EXERCISE AIM - Format every line of the items below as a Markdown table with the columns "Row" and "Line text". Skip blank lines and number the remaining rows in order.

SUPPLIED DATA start

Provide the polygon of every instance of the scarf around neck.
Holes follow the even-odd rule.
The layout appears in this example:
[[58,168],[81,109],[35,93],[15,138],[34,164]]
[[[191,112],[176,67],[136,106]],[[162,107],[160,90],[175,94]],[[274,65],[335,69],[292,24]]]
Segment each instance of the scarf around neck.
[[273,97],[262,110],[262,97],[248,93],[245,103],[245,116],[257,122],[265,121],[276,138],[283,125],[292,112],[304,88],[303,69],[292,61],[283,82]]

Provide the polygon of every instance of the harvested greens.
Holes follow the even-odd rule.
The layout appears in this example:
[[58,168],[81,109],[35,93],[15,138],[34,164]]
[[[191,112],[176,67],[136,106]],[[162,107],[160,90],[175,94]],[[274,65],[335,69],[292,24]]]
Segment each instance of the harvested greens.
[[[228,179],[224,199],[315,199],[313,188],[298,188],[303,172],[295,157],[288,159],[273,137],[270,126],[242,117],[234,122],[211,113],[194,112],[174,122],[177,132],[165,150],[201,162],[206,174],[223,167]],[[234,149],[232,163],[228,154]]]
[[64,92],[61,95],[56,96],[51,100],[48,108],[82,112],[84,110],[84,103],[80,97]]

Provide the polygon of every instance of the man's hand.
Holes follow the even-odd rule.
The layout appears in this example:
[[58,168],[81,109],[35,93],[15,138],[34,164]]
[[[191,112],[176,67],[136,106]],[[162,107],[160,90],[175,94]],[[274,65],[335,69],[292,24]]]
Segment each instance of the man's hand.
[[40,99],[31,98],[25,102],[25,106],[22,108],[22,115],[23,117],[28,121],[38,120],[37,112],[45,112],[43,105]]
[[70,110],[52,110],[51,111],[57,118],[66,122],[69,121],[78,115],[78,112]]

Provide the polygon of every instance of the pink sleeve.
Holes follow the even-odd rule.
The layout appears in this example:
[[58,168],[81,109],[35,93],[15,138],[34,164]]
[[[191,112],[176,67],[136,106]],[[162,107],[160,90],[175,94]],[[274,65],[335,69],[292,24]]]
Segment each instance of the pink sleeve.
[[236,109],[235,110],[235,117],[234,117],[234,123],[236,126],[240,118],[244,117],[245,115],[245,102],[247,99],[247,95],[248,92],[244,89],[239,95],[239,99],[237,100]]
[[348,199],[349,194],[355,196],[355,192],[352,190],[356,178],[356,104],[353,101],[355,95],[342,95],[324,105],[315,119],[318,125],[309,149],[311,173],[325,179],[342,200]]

SUPPLIED DATA end

EXERCISE SOLUTION -
| Row | Line text |
|---|---|
| 1 | Provide the polygon of every instance of the scarf around neck. |
| 2 | Holes follow the even-odd rule. |
| 3 | The layout appears in this example: |
| 4 | [[58,168],[81,109],[35,93],[15,138],[34,164]] |
| 5 | [[[191,112],[176,67],[136,106]],[[162,107],[160,90],[175,94]],[[274,65],[335,69],[292,24]]] |
| 6 | Segment each instance of the scarf around neck. |
| 7 | [[273,97],[262,110],[262,97],[248,93],[245,103],[245,116],[257,122],[265,121],[276,138],[283,125],[292,112],[304,88],[303,69],[292,61],[283,82]] |
| 8 | Provide the polygon of every instance of the harvested greens. |
| 9 | Holes follow the even-odd rule. |
| 10 | The layout appears in this example: |
| 11 | [[58,168],[81,109],[35,93],[15,138],[34,164]] |
| 12 | [[[191,112],[176,67],[136,106]],[[162,107],[160,90],[175,94]],[[274,65],[335,69],[292,24]]] |
| 13 | Segment each instance of the harvested greens. |
| 14 | [[[228,179],[224,199],[315,199],[313,188],[298,188],[303,172],[295,157],[288,159],[273,137],[270,126],[242,117],[234,122],[211,113],[194,112],[174,122],[177,132],[165,150],[201,162],[206,174],[223,167]],[[234,149],[232,163],[228,154]]] |
| 15 | [[64,92],[61,95],[56,96],[51,100],[48,108],[82,112],[84,110],[84,103],[80,97]] |
| 16 | Provide the polygon of every instance of the man's hand. |
| 17 | Holes follow the even-odd rule. |
| 18 | The layout appears in this example: |
| 19 | [[58,168],[81,109],[35,93],[15,138],[34,164]] |
| 20 | [[[191,112],[176,67],[136,106]],[[162,107],[160,90],[175,94]],[[274,65],[335,69],[292,24]]] |
| 21 | Segment each instance of the man's hand. |
| 22 | [[40,99],[31,98],[25,102],[25,106],[22,108],[22,115],[23,117],[28,121],[38,120],[37,112],[45,112],[43,105]] |
| 23 | [[70,110],[52,110],[51,111],[57,118],[66,122],[69,121],[78,115],[78,112]] |
| 24 | Provide the polygon of every instance of the pink sleeve. |
| 25 | Holes follow the even-odd rule. |
| 26 | The layout appears in this example: |
| 27 | [[58,168],[81,109],[35,93],[15,138],[34,164]] |
| 28 | [[[191,112],[176,67],[136,106]],[[162,107],[160,90],[175,94]],[[274,65],[335,69],[292,24]]] |
| 29 | Segment each instance of the pink sleeve. |
| 30 | [[236,109],[235,110],[235,117],[234,117],[234,123],[236,126],[240,118],[244,117],[245,115],[245,102],[247,99],[247,95],[248,92],[244,89],[239,95],[239,99],[237,100]] |
| 31 | [[348,199],[349,194],[355,196],[355,192],[352,190],[356,178],[356,104],[353,101],[355,95],[342,95],[324,105],[315,119],[318,125],[309,149],[311,173],[325,179],[342,200]] |